This intermeshing and confusion makes it doubly hard to untangle the nature of young people's engagement with digital texts, in particular in relation to their enmeshment in/distance from the ideologies and pleasures of the games, and the implications of this both for the formation of subjectivity, in different contexts and for different groups, and for young people's agency in the world. Pursuing specific features of the structures and demands of computer games has led to useful explorations both of the nature of players' engagement at other levels, and of the literacy learnings - the 'new' literacies - they entail. Some of the most interesting work focuses on elements of design (Kress 1997) and space (Johnson-Eilola, 1997, Fuller and Jenkins 1995).

For Kress, digital and multimodal texts are part of a changed landscape of semiosis which calls for a new theory of representation, one which takes account of changes in forms of text, uses of language and modes of communication (Kress 1997:75). Kress wants to locate users/readers/players as active within the changed context of 'electronic, multimodal, multimedia textual production' (Kress 1997:77), to see individuals as 'the remakers, transformers of sets of representational resources-rather than users of stable systems, in a situation where multiple representational modes are brought into textual compositions.'(Kress 1997:77). Kress' argument, that young people need to be conversant with and agential in design and visual forms of representation is consistent with arguments for a changed view of literacy which includes the capacity to read and negotiate images and textual representations of all kinds. For Kress, young people are constructed potentially at least as complex meaning makers in a variety of forms, with sophisticated literacy capacities fostered by their engagement with the new technologies.

Johnson-Eilola and Fuller and Jenkins differently explore the spatial structures of computer games to hypothesise about the kinds of reading practices and sensibilities both taught and required. Computer games are often described as archetypal postmodern texts, concerned with surfaces and pastiche, and free of modernist parameters of simple rules, sequence and linear time. Johnson-Eilola is amongst those who believe there is indeed a changed consciousness and way of being in the world for young people, as a consequence of their immersion in digital culture and the new technologies - ways of being that we, 'the occupants of history' could do well to learn from. He argues that in playing computer games young people learn 'to deal tactically with contingency, multiplicity and uncertainty' (Johnson-Eilola 1997:195). Successful game playing requires a postmodernist sensibility, whereby players 'are capable of working such chaotic environments from within, moment by moment.' In a highly romantic and somewhat wistful evocation he describes his version of the 'aliens' young people seem to have become, as evidenced in their playing of these games: 'their domain is space rather than time. They exist within time, dancing across it, rather than being subordinated to it.' (Johnson-Eilola 1997 195-6).

Complete the following:
a. Extract the part of the passage on computer games and literacy starting at "This intermeshing and" and ending at "and Jenkins 1995).".
b. Translate this sentence from the passage on computer games and literacy into Spanish: "Computer games are often described as archetypal postmodern texts, concerned with surfaces and pastiche, and free of modernist parameters of simple rules, sequence and linear time."
c. In the passage on computer games and literacy, what does Johnson-Eilola say young people learn in playing computer games?
The entries after this point are separate material, unrelated to the passage on computer games and literacy.

[Polygon annotations for photos]
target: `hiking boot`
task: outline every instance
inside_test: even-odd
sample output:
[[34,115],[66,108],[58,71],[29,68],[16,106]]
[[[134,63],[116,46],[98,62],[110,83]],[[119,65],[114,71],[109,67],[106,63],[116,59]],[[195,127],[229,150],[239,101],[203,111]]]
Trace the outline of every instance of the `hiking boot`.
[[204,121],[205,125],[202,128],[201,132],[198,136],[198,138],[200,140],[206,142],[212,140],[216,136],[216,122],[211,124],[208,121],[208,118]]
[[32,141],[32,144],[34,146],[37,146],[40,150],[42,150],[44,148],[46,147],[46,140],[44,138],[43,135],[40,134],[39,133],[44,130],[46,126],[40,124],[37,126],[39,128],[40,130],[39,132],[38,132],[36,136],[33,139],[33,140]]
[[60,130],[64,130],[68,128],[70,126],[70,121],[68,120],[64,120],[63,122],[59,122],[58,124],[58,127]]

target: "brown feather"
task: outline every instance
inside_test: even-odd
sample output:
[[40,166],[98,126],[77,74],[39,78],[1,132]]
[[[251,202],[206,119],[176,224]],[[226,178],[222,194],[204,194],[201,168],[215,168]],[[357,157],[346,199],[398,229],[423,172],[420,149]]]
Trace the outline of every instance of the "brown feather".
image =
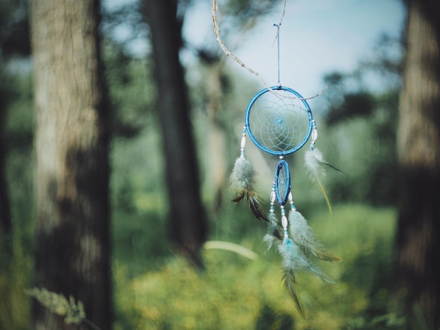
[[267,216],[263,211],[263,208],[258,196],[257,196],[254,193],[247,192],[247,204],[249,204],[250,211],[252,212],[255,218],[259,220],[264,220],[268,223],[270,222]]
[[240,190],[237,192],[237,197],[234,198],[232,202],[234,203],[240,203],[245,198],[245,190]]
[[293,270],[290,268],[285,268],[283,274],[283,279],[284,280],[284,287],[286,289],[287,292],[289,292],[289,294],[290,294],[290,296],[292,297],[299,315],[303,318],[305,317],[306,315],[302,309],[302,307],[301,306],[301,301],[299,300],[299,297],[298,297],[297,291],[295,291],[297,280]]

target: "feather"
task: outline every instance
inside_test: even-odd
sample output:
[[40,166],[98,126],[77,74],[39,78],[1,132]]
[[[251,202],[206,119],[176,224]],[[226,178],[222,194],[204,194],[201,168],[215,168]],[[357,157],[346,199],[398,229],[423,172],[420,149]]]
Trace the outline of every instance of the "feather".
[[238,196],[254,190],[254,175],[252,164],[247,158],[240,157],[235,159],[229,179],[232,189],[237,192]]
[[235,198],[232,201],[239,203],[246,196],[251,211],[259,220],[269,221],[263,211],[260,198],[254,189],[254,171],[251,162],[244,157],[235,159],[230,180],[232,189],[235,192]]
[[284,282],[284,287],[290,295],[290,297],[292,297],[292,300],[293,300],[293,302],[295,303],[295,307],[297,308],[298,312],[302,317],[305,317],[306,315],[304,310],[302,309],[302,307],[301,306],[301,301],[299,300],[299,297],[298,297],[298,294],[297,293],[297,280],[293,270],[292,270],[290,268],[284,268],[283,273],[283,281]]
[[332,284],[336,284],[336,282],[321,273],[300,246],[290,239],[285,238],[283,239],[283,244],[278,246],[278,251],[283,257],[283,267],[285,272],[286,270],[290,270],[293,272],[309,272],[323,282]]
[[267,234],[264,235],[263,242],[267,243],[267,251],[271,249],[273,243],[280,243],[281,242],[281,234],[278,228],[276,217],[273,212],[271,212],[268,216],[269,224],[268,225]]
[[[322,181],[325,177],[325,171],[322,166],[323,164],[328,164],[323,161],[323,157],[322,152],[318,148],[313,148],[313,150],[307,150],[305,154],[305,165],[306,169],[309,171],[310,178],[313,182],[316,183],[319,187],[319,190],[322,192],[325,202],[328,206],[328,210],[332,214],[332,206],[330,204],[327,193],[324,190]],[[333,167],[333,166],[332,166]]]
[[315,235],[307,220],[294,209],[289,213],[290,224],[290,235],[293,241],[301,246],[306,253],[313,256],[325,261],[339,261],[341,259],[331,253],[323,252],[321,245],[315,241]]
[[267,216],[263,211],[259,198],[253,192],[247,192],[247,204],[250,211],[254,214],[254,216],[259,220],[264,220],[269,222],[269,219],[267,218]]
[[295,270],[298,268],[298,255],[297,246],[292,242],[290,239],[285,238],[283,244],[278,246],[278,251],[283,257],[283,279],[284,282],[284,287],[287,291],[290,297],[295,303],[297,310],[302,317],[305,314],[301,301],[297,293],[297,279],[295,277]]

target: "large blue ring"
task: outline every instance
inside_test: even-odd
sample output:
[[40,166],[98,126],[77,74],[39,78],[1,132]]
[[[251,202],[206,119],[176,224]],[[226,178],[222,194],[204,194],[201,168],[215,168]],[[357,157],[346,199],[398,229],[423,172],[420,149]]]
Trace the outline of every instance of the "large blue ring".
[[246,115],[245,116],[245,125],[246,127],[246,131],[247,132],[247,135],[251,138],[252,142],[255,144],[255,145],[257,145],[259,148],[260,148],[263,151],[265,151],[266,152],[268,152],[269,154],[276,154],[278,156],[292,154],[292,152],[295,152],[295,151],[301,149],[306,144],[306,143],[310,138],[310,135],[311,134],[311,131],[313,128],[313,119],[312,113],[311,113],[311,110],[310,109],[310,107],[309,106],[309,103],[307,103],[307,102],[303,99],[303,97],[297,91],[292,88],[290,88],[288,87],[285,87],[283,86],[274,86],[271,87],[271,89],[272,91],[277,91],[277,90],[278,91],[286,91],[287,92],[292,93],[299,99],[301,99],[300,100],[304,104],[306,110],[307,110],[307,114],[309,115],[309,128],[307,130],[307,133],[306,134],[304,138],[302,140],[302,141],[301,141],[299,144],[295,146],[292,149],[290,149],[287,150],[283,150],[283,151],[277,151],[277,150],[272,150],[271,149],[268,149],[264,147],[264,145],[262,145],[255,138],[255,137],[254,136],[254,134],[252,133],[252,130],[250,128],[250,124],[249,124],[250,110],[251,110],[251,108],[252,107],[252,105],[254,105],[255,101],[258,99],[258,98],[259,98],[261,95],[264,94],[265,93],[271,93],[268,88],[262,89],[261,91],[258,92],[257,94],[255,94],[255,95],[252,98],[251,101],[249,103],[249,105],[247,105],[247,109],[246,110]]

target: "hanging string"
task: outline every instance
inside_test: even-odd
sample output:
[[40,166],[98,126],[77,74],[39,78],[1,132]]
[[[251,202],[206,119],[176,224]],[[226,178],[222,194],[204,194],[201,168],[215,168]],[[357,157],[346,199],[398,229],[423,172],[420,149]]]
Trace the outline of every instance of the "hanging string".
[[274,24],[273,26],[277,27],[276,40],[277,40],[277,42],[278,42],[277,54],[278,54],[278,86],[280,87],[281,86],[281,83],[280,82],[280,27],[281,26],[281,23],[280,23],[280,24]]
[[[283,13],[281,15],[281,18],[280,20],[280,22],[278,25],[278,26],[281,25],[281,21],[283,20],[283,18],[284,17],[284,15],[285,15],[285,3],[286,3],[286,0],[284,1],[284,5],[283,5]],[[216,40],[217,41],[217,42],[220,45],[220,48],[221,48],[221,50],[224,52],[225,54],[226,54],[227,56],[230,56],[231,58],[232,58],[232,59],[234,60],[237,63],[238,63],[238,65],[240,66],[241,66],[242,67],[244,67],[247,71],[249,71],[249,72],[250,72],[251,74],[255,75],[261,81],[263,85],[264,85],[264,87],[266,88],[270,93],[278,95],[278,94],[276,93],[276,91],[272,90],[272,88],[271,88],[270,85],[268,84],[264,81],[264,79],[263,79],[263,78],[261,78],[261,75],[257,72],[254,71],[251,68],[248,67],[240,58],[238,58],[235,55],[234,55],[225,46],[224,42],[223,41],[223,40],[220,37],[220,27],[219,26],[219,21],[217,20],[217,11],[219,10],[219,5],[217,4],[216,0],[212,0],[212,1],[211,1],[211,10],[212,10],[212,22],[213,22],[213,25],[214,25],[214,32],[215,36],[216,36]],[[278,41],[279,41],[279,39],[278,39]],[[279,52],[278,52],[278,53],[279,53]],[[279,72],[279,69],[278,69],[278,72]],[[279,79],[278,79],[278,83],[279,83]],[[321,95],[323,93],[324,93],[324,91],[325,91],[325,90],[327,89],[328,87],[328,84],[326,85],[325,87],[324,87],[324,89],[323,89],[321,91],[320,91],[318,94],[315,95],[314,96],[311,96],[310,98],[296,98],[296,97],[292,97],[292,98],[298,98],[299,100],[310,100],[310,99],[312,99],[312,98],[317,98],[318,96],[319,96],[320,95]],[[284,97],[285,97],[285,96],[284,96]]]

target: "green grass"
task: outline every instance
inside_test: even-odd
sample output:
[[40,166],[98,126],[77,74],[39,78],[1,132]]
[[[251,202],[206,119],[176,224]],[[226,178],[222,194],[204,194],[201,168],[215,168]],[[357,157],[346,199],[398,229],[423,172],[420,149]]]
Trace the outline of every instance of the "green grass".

Solved tasks:
a.
This intermeshing and confusion makes it doubly hard to untangle the nature of young people's engagement with digital texts, in particular in relation to their enmeshment in/distance from the ideologies and pleasures of the games, and the implications of this both for the formation of subjectivity, in different contexts and for different groups, and for young people's agency in the world. Pursuing specific features of the structures and demands of computer games has led to useful explorations both of the nature of players' engagement at other levels, and of the literacy learnings - the 'new' literacies - they entail. Some of the most interesting work focuses on elements of design (Kress 1997) and space (Johnson-Eilola, 1997, Fuller and Jenkins 1995).

b. Los videojuegos suelen describirse como textos posmodernos arquetípicos, centrados en las superficies y el pastiche, y libres de los parámetros modernistas de reglas simples, secuencia y tiempo lineal.

c. They learn "to deal tactically with contingency, multiplicity and uncertainty."